*Try it*
Go through the lines below, tally those that include the word "target", and give only the tally.

*Supplied data*
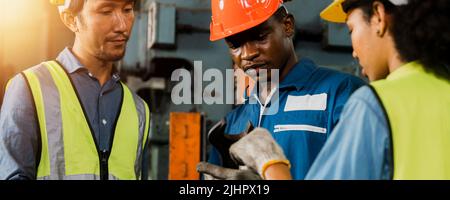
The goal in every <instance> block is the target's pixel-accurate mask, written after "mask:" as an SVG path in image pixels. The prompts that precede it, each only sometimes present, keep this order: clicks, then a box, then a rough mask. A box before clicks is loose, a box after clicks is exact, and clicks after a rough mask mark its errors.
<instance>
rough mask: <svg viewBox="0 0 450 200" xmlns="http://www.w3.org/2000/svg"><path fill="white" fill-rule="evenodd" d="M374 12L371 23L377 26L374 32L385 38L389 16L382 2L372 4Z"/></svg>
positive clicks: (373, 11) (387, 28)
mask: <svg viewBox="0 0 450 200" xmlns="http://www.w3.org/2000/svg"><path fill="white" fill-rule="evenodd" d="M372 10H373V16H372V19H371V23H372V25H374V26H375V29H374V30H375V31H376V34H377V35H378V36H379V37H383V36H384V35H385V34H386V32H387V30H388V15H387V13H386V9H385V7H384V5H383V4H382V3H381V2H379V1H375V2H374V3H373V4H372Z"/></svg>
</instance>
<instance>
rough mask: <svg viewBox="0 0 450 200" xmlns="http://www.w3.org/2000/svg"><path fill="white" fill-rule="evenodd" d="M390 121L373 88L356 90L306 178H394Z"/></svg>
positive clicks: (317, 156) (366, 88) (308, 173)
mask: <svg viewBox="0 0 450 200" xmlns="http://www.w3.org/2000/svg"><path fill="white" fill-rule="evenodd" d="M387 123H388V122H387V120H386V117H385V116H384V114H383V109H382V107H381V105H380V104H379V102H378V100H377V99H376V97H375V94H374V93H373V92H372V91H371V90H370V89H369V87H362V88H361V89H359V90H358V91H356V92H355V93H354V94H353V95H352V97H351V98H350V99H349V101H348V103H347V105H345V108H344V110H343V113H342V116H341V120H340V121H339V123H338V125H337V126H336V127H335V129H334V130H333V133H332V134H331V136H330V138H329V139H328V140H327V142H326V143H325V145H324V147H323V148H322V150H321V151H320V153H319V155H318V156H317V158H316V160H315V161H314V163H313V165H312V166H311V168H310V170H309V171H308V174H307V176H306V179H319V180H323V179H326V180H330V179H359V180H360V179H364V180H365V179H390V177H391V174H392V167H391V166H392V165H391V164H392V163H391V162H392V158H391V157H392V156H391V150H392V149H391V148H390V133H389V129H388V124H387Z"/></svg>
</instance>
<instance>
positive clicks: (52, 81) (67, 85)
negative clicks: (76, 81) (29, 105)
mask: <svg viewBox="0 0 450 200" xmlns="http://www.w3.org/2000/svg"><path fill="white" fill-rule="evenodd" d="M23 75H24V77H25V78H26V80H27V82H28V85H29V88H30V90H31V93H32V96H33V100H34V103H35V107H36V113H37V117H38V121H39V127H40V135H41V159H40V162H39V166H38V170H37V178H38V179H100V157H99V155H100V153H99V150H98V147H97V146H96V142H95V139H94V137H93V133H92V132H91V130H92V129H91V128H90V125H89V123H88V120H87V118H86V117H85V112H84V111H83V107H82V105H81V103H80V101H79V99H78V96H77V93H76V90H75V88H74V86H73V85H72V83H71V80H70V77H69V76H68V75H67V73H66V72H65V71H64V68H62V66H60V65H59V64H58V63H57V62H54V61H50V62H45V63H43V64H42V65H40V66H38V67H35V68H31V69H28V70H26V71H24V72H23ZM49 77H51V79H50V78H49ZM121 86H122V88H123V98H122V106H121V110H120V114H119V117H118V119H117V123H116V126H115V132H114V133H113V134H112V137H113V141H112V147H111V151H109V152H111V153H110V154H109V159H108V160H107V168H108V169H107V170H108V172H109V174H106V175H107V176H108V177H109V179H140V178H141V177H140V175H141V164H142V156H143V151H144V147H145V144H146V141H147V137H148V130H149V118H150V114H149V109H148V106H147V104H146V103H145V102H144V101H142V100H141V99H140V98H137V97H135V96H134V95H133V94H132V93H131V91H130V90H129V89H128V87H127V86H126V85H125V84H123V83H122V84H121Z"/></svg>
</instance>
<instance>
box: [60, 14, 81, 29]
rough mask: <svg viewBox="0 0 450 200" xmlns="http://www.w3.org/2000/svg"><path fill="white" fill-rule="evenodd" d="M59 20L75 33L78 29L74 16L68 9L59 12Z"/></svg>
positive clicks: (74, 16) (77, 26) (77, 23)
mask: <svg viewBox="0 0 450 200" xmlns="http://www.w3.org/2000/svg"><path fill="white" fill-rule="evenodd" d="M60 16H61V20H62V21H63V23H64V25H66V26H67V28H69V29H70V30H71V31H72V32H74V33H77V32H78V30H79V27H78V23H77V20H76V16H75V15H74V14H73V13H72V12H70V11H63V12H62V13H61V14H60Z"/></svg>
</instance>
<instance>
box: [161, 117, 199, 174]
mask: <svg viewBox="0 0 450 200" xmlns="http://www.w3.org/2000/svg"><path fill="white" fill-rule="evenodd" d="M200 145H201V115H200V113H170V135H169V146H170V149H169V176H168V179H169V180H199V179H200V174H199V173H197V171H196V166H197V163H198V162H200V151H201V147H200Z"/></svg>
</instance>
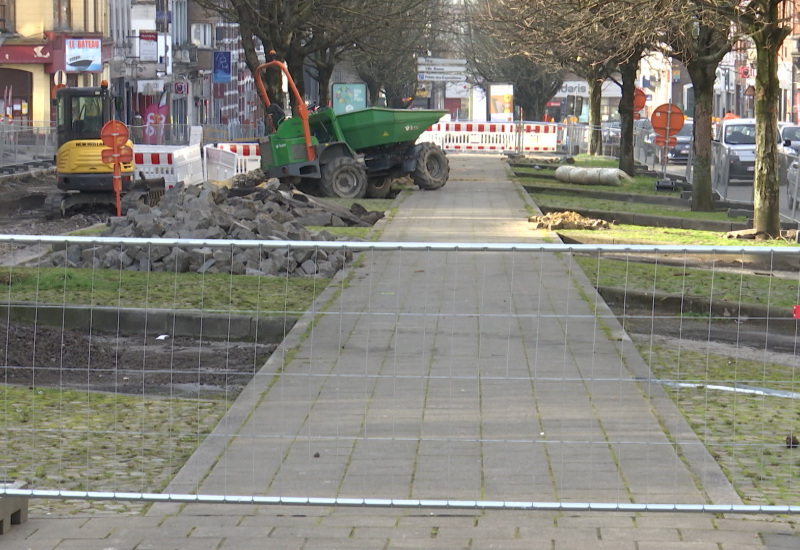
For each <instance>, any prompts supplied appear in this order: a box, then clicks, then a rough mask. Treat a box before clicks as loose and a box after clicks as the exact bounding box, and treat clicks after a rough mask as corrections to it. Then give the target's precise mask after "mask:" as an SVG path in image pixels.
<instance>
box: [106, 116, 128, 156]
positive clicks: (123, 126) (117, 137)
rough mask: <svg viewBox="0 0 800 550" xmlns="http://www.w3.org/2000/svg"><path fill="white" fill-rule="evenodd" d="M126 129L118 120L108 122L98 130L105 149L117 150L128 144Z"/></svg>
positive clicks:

*Answer to this exercise*
2